ABOUT THIS TASK: Every record should be restated exactly, with no images included.

RECORDS TO USE:
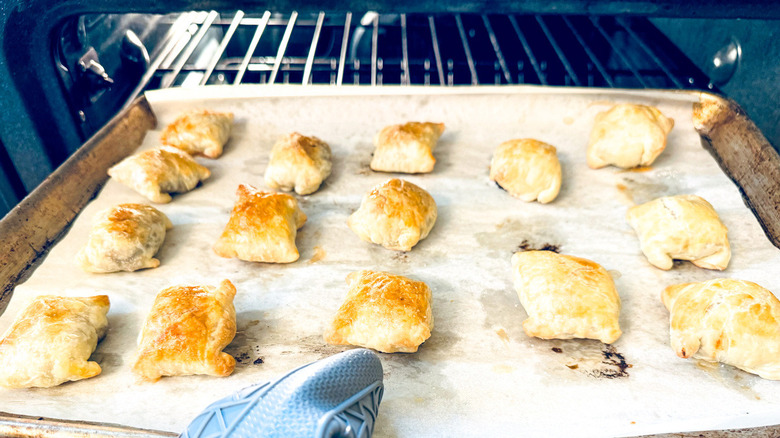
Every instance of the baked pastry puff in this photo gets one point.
(683, 227)
(730, 321)
(156, 172)
(528, 169)
(396, 214)
(199, 132)
(262, 227)
(386, 312)
(298, 163)
(185, 332)
(51, 340)
(124, 238)
(406, 148)
(628, 135)
(566, 297)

RESPONSE FOR THIS EXERCISE:
Every instance of the baked pastry puff in this photo gets one point.
(683, 227)
(730, 321)
(156, 172)
(528, 169)
(396, 214)
(199, 132)
(262, 227)
(386, 312)
(298, 163)
(185, 332)
(51, 340)
(124, 238)
(406, 148)
(628, 135)
(566, 297)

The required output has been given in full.